### Problem description
Give back the records in their entirety, exactly.

[Point-per-instance localization data]
—————

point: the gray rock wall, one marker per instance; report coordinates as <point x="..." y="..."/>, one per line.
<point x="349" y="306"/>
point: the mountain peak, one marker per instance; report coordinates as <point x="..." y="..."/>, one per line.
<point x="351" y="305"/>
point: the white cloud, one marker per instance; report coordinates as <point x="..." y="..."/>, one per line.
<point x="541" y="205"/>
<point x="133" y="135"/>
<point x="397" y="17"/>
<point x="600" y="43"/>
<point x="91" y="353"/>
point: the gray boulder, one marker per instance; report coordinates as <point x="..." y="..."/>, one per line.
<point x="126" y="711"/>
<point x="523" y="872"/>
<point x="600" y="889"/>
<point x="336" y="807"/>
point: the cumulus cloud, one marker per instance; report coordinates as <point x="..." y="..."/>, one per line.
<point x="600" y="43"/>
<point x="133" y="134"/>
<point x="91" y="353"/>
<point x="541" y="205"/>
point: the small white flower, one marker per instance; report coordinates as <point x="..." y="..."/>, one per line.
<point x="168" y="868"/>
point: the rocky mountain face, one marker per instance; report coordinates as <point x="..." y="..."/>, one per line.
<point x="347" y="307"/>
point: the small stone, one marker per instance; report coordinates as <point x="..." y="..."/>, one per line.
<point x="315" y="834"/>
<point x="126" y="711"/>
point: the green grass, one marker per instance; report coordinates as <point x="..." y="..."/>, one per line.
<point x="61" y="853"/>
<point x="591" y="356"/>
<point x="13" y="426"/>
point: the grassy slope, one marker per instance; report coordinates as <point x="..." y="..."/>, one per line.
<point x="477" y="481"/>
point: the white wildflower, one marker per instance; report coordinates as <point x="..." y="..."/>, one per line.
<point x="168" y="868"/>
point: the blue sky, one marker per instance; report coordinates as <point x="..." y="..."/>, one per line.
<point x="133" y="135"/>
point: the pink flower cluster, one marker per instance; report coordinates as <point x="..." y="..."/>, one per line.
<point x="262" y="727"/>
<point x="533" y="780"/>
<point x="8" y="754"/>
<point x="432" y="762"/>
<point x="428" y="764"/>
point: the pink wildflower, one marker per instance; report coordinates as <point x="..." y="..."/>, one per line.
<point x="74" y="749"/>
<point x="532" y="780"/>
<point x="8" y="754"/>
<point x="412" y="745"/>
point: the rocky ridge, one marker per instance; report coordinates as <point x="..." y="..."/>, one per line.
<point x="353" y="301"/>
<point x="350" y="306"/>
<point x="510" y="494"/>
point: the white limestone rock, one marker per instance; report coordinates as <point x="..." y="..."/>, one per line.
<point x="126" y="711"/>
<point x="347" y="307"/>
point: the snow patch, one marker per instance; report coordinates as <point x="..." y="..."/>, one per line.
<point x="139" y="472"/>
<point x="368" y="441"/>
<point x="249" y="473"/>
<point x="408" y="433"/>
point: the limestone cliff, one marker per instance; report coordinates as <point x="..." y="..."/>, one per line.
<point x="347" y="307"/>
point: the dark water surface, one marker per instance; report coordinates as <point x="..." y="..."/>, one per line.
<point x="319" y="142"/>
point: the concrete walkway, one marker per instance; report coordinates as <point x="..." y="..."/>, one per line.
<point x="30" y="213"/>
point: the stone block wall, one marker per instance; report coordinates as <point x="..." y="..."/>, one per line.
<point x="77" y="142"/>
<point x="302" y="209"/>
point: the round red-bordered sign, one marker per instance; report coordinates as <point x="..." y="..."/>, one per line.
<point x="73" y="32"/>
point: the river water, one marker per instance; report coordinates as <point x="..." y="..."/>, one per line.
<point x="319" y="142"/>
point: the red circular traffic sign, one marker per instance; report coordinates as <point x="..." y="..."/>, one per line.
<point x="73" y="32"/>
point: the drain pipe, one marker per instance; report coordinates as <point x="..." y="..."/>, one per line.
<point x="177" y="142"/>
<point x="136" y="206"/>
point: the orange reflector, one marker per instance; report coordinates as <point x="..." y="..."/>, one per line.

—————

### Answer box
point: the gray rock wall, one marker per instance; report coordinates as <point x="..." y="..."/>, one per line.
<point x="349" y="306"/>
point: the mountain peak, one marker per instance; report coordinates as <point x="..." y="..."/>, one per line.
<point x="351" y="305"/>
point: the white cloud, one marker per instance; report coordinates as <point x="..." y="..."/>, one per line.
<point x="541" y="205"/>
<point x="133" y="135"/>
<point x="397" y="17"/>
<point x="600" y="43"/>
<point x="91" y="353"/>
point: the gray boulder, one marker per instance; report coordinates as <point x="..." y="..."/>, one per line.
<point x="126" y="711"/>
<point x="523" y="872"/>
<point x="600" y="889"/>
<point x="336" y="807"/>
point: the cumulus cloud, one marker per instance; report coordinates as <point x="..." y="..."/>, one per line.
<point x="600" y="43"/>
<point x="133" y="134"/>
<point x="91" y="353"/>
<point x="541" y="205"/>
point: the small white flower, one marker per instance; report coordinates as <point x="..." y="..."/>, one per line.
<point x="168" y="868"/>
point: the rocky mountain face, one marker per instance; report coordinates as <point x="..." y="..."/>, one per line.
<point x="347" y="307"/>
point: the small stone, one marker per instance; report coordinates as <point x="..." y="..."/>, one per line.
<point x="315" y="834"/>
<point x="126" y="711"/>
point: the green grass, one marker per instance; report coordinates as <point x="..." y="..."/>, one per line.
<point x="61" y="853"/>
<point x="591" y="356"/>
<point x="13" y="426"/>
point: the grassy slope, one marker per instance; report coordinates as <point x="..." y="..."/>, one per line.
<point x="477" y="481"/>
point: the white wildflower, one marker per instance; report coordinates as <point x="..." y="..."/>, one per line.
<point x="168" y="868"/>
point: the blue sky, one marker per instance; report coordinates as <point x="..." y="..."/>, one per line.
<point x="133" y="135"/>
point: the pink flower cluster, one marker per instance; report coordinates as <point x="..." y="..."/>, one per line.
<point x="262" y="727"/>
<point x="533" y="780"/>
<point x="8" y="754"/>
<point x="432" y="762"/>
<point x="428" y="764"/>
point: the pink wildflower, one marker per instance; report coordinates as <point x="..." y="..."/>, one per line.
<point x="74" y="749"/>
<point x="532" y="780"/>
<point x="8" y="754"/>
<point x="412" y="745"/>
point: the rocky ridge, one marker per instance; report coordinates as <point x="..." y="..."/>, one per line.
<point x="353" y="301"/>
<point x="350" y="306"/>
<point x="510" y="494"/>
point: the white limestone rock, one marker per instance; report coordinates as <point x="..." y="..."/>, one per line.
<point x="126" y="711"/>
<point x="347" y="307"/>
point: the snow patch, one marker per instance; report coordinates as <point x="..." y="..."/>, one per line.
<point x="139" y="472"/>
<point x="368" y="441"/>
<point x="249" y="473"/>
<point x="408" y="433"/>
point: the limestone cliff, one marker per instance; report coordinates as <point x="..." y="..."/>, one per line.
<point x="347" y="307"/>
point: the dark water surface, one marker per instance; report coordinates as <point x="..." y="..."/>, one per line.
<point x="319" y="142"/>
point: the concrete walkway, one marker per instance; report coordinates as <point x="..." y="..."/>, one per line.
<point x="30" y="213"/>
point: the stone block wall, one marker per instance; report coordinates as <point x="..." y="..."/>, one per line.
<point x="77" y="142"/>
<point x="302" y="209"/>
point: the round red-bordered sign, one marker per instance; report coordinates as <point x="..." y="..."/>, one per line.
<point x="73" y="32"/>
point: the river water, one marker per instance; report coordinates as <point x="..." y="..."/>, one per line.
<point x="319" y="142"/>
point: the red circular traffic sign, one marker per instance; report coordinates as <point x="..." y="..."/>, one per line.
<point x="73" y="32"/>
point: the drain pipe, one marker per instance; report coordinates as <point x="..." y="..."/>, one per line.
<point x="177" y="142"/>
<point x="136" y="206"/>
point: the orange reflector, one marker per instance; report coordinates as <point x="..." y="..."/>, one per line.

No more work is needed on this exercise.